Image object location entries
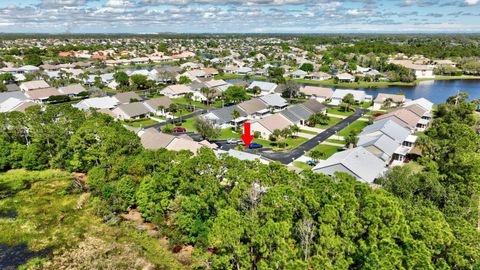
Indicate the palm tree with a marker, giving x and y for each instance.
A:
(387, 102)
(235, 114)
(256, 91)
(207, 92)
(316, 155)
(189, 98)
(295, 129)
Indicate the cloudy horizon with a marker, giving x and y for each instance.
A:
(236, 16)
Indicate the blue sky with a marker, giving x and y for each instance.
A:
(240, 16)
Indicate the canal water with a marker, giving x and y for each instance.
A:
(435, 91)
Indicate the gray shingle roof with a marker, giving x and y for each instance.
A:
(127, 96)
(389, 128)
(360, 162)
(134, 109)
(16, 94)
(252, 106)
(300, 111)
(384, 143)
(314, 106)
(291, 116)
(274, 100)
(225, 113)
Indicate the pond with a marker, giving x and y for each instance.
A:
(435, 91)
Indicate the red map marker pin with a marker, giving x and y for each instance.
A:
(246, 136)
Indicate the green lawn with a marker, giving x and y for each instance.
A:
(331, 122)
(183, 101)
(140, 122)
(366, 105)
(291, 143)
(188, 124)
(335, 141)
(308, 132)
(302, 165)
(329, 150)
(357, 125)
(375, 112)
(339, 111)
(182, 112)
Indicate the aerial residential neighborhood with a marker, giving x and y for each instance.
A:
(187, 134)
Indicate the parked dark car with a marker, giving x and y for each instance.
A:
(311, 162)
(255, 146)
(179, 129)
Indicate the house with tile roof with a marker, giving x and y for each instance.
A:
(358, 162)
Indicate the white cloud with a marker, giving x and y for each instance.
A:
(357, 12)
(119, 4)
(472, 2)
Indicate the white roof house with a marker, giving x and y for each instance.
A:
(381, 146)
(244, 70)
(32, 85)
(387, 127)
(246, 156)
(96, 103)
(175, 91)
(345, 77)
(266, 87)
(339, 94)
(299, 74)
(9, 104)
(358, 162)
(274, 101)
(422, 102)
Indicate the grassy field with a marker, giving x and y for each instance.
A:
(335, 141)
(53, 216)
(331, 122)
(182, 112)
(329, 150)
(308, 132)
(140, 122)
(357, 125)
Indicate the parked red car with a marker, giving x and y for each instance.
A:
(179, 129)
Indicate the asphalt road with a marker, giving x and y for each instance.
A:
(286, 157)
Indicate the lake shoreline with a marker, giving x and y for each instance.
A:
(354, 85)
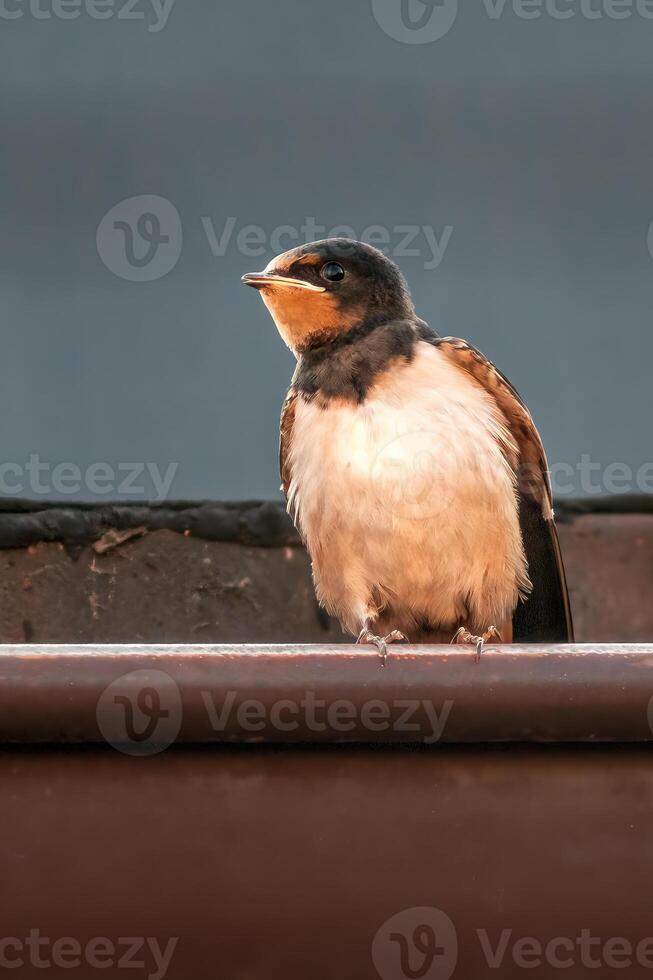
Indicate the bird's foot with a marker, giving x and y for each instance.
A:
(381, 642)
(463, 635)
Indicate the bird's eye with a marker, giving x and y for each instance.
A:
(332, 272)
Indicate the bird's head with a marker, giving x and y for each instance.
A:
(319, 291)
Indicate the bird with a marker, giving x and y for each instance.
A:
(411, 466)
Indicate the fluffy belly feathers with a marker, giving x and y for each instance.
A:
(407, 503)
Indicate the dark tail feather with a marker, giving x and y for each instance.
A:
(545, 616)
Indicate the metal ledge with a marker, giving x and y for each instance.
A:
(142, 699)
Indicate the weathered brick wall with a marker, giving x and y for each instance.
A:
(122, 575)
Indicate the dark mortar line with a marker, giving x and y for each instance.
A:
(256, 523)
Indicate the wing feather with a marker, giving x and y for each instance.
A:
(545, 616)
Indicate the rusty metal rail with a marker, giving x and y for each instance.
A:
(275, 861)
(145, 698)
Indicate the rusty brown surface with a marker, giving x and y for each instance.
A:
(144, 699)
(170, 587)
(286, 863)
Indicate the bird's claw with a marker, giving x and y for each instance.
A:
(381, 642)
(463, 635)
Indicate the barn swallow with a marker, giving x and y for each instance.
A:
(411, 466)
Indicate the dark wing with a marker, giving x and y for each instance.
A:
(545, 616)
(285, 437)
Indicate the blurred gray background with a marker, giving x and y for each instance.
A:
(524, 146)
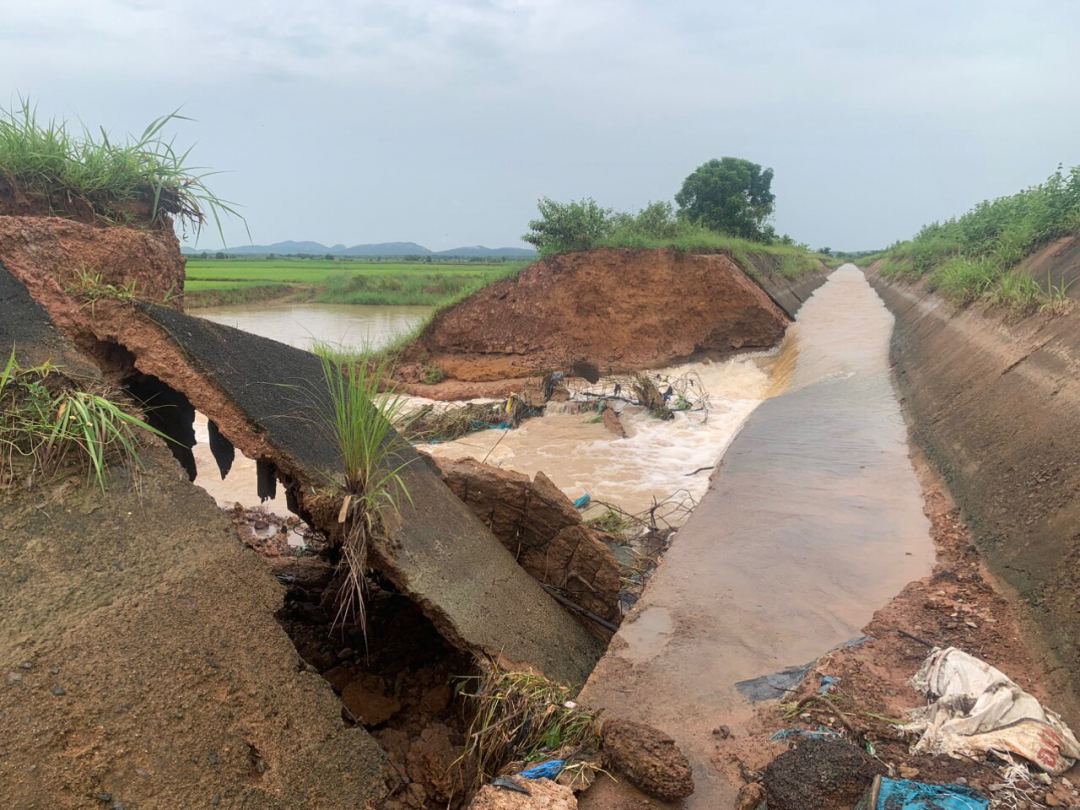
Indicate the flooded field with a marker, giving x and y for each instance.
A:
(658, 461)
(340, 324)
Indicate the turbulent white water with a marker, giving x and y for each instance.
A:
(653, 461)
(656, 460)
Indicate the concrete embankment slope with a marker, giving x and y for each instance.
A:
(996, 405)
(812, 522)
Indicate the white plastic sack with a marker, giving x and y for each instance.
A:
(976, 710)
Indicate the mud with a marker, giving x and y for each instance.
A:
(813, 520)
(266, 400)
(1057, 265)
(49, 255)
(542, 529)
(613, 308)
(988, 397)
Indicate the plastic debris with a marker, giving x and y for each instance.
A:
(507, 783)
(976, 710)
(545, 770)
(902, 794)
(826, 682)
(820, 733)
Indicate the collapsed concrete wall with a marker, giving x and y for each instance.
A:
(130, 674)
(269, 400)
(542, 529)
(994, 405)
(613, 308)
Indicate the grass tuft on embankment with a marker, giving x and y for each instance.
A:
(980, 255)
(51, 423)
(69, 169)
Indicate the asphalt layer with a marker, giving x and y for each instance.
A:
(440, 552)
(25, 325)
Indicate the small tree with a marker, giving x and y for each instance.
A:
(730, 194)
(567, 227)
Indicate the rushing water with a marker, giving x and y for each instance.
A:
(657, 460)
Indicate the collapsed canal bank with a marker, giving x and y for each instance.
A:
(443, 584)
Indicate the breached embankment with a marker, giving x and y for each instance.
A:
(813, 520)
(612, 308)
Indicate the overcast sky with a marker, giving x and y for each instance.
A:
(443, 122)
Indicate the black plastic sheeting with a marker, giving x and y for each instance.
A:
(775, 685)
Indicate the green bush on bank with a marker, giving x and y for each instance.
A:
(977, 254)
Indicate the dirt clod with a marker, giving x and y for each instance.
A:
(543, 795)
(819, 774)
(648, 758)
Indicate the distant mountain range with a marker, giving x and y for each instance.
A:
(382, 248)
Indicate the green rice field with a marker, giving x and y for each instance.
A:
(212, 282)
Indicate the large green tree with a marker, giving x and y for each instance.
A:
(729, 194)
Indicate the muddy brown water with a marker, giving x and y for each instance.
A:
(651, 464)
(812, 522)
(296, 324)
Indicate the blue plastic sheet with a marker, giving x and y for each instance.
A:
(545, 770)
(902, 794)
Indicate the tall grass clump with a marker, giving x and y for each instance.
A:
(520, 717)
(359, 420)
(981, 252)
(68, 167)
(45, 420)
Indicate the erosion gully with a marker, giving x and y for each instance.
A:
(812, 521)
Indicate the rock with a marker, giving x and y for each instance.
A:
(436, 700)
(432, 760)
(648, 758)
(543, 530)
(369, 707)
(339, 677)
(750, 796)
(819, 774)
(544, 795)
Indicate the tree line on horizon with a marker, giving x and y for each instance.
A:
(727, 198)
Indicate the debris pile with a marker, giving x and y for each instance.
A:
(542, 529)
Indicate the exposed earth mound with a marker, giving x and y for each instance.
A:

Your instructions —
Reproduce all of the material exactly, apart from the pictures.

Solution below —
Indicate the palm tree with a marker, giving x and y for each instance.
A:
(387, 102)
(235, 114)
(256, 91)
(207, 92)
(316, 155)
(189, 98)
(295, 129)
Indicate the cloudy horizon with a marker, giving x and y for each instance.
A:
(236, 16)
Indicate the blue sky with a marker, giving x and y for each instance.
A:
(240, 16)
Indicate the canal water with a marker, giving x and y for each instance.
A:
(435, 91)
Indicate the gray shingle roof with a marker, giving x and y for each instance.
A:
(127, 96)
(389, 128)
(360, 162)
(134, 109)
(16, 94)
(252, 106)
(300, 111)
(384, 143)
(314, 106)
(291, 116)
(274, 100)
(225, 113)
Indicate the pond with a marker, giving x and y for each instance.
A:
(435, 91)
Indicate the red map marker pin with a marker, giving x and y for each instance.
A:
(246, 136)
Indicate the green lawn with a marker, giving x and y for each instance.
A:
(331, 122)
(183, 101)
(140, 122)
(366, 105)
(291, 143)
(188, 124)
(335, 141)
(308, 132)
(302, 165)
(329, 150)
(357, 125)
(375, 112)
(339, 111)
(182, 112)
Indicate the aerial residential neighborhood with a marker, giving x and y for each instance.
A:
(187, 134)
Indicate the parked dark car with a marker, giving x and y for each instance.
A:
(311, 162)
(255, 146)
(179, 129)
Indicate the house with tile roof with a marker, giving x and y for each instance.
A:
(358, 162)
Indicate the white cloud with a marker, giving x and y for each instance.
A:
(357, 12)
(119, 4)
(472, 2)
Indicate the white roof house with a marker, giving x and y for each instance.
A:
(381, 146)
(244, 70)
(32, 85)
(387, 127)
(246, 156)
(96, 103)
(175, 91)
(345, 77)
(266, 87)
(339, 94)
(299, 74)
(9, 104)
(358, 162)
(274, 101)
(422, 102)
Indicate the grassy field with a marker, giving x and y for each instance.
A:
(335, 141)
(53, 216)
(331, 122)
(182, 112)
(329, 150)
(308, 132)
(140, 122)
(357, 125)
Indicate the parked red car with a marker, giving x and y for each instance.
A:
(179, 129)
Indicate the asphalt road with a marker, giving x and y for each instance.
A:
(286, 157)
Indicate the lake shoreline with a marker, giving x and y for each instance.
A:
(354, 85)
Indicate the bird's foot with a marker, giving x and y for each instance.
A:
(381, 642)
(463, 635)
Indicate the bird's eye with a marker, giving x and y for each instance.
A:
(332, 272)
Indicate the bird's head with a marker, giving x and y for each instance.
A:
(319, 291)
Indicate the bird with a marker, giving x and y for each instance.
A:
(411, 466)
Indicate the fluffy belly feathers with a marker, giving x and y for each instance.
A:
(407, 503)
Indicate the dark tail feather with a marker, giving x and y for each instance.
A:
(545, 616)
Indicate the metal ledge with a marker, giving x and y for each instance.
A:
(142, 699)
Indicate the weathered brick wall with a marker, giving x and y for each instance.
A:
(122, 575)
Indicate the dark mortar line with a marker, giving x and y for each instance.
A:
(256, 523)
Indicate the wing feather with a marker, giving x and y for each instance.
A:
(545, 616)
Indicate the rusty metal rail with a marker, giving x and y for each instance.
A:
(275, 861)
(145, 698)
Indicate the rusty brown surface with a marker, giving x and y for each instance.
A:
(144, 699)
(170, 587)
(286, 863)
Indicate the bird's claw with a marker, giving x and y for each instance.
A:
(381, 642)
(463, 635)
Indicate the barn swallow with a marker, giving x and y for each instance.
A:
(411, 466)
Indicate the dark wing with a marker, giving x and y for each instance.
A:
(545, 616)
(285, 437)
Indicate the blurred gray background with a marker, giving x and y for each instance.
A:
(524, 146)
Indicate the flooded field with a marker, giving x and y for each instance.
A:
(658, 461)
(340, 324)
Indicate the turbulent white water with a marker, giving x and y for each instance.
A:
(653, 461)
(656, 460)
Indicate the concrete embankment slope with a marker, giving x and y for each instance.
A:
(996, 405)
(812, 522)
Indicate the white plastic sack with a marker, giving x and y for each instance.
A:
(976, 710)
Indicate the mud with a marker, giving x and y for each instance.
A:
(813, 520)
(266, 400)
(1057, 265)
(49, 255)
(542, 529)
(613, 308)
(988, 397)
Indicate the plastic debris with a marker, giving x and y for each instance.
A:
(507, 783)
(976, 710)
(545, 770)
(902, 794)
(826, 682)
(820, 733)
Indicate the collapsed concrete wall with a marker, giving x and y for each instance.
A:
(130, 674)
(269, 400)
(542, 529)
(994, 405)
(613, 308)
Indicate the grass tuft on embankment with a marker, giving x and y for each instance.
A:
(980, 255)
(51, 423)
(69, 169)
Indicate the asphalt layer with a marker, giving x and y for each instance.
A:
(440, 552)
(25, 325)
Indicate the small tree with a marker, giving x and y for each instance.
A:
(730, 194)
(567, 227)
Indicate the rushing water with a marker, giving x and y for each instance.
A:
(657, 460)
Indicate the collapsed canal bank with a marker, giving x and y for each instance.
A:
(443, 584)
Indicate the breached embankment with a marker, giving x and y for each instance.
A:
(813, 520)
(612, 308)
Indicate the overcast sky with a marker, giving x and y for each instance.
A:
(443, 122)
Indicate the black plastic sheeting with a marker, giving x and y for each instance.
A:
(775, 685)
Indicate the green bush on bank with a marker, giving x and y for each instance.
A:
(977, 254)
Indicate the dirt clod with a marker, giving x and y for each instance.
A:
(543, 795)
(819, 774)
(648, 758)
Indicate the distant mountain range with a marker, giving x and y for each instance.
A:
(382, 248)
Indicate the green rice field with a marker, giving x and y for each instance.
A:
(212, 282)
Indicate the large green tree with a marker, giving x and y for each instance.
A:
(729, 194)
Indicate the muddy brown water with a marker, giving x and y for each instance.
A:
(651, 464)
(812, 522)
(296, 324)
Indicate the blue plastic sheet with a marker, giving x and y for each instance.
A:
(545, 770)
(902, 794)
Indicate the tall grass clump with a marker, giving x and y for each instance.
A:
(520, 717)
(359, 420)
(981, 252)
(68, 167)
(45, 420)
Indicate the erosion gully with a marker, giving x and y for each instance.
A:
(812, 521)
Indicate the rock with a marker, giving x and y for each instance.
A:
(436, 700)
(432, 760)
(648, 758)
(543, 530)
(369, 707)
(339, 677)
(750, 796)
(819, 774)
(544, 795)
Indicate the tree line on horizon with a marker, giving x and y for each instance.
A:
(727, 198)
Indicate the debris pile with a marker, giving x and y for each instance.
A:
(542, 529)
Indicate the exposed earth mound with a marker, giving x and y for each instance.
A:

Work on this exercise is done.